Items listed in a dataset
+ + + + + + +
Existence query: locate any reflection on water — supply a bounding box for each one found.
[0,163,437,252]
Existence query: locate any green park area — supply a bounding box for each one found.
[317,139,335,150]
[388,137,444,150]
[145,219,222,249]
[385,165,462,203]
+ + + + + + +
What you are asked to do:
Each record above must be given again exactly.

Task answer:
Existence query: locate any reflection on water — supply a bounding box for each one found.
[0,163,437,252]
Existence query: locate any green park area — supply a bounding box for each one found.
[317,139,335,150]
[388,137,444,150]
[145,219,222,249]
[385,165,462,203]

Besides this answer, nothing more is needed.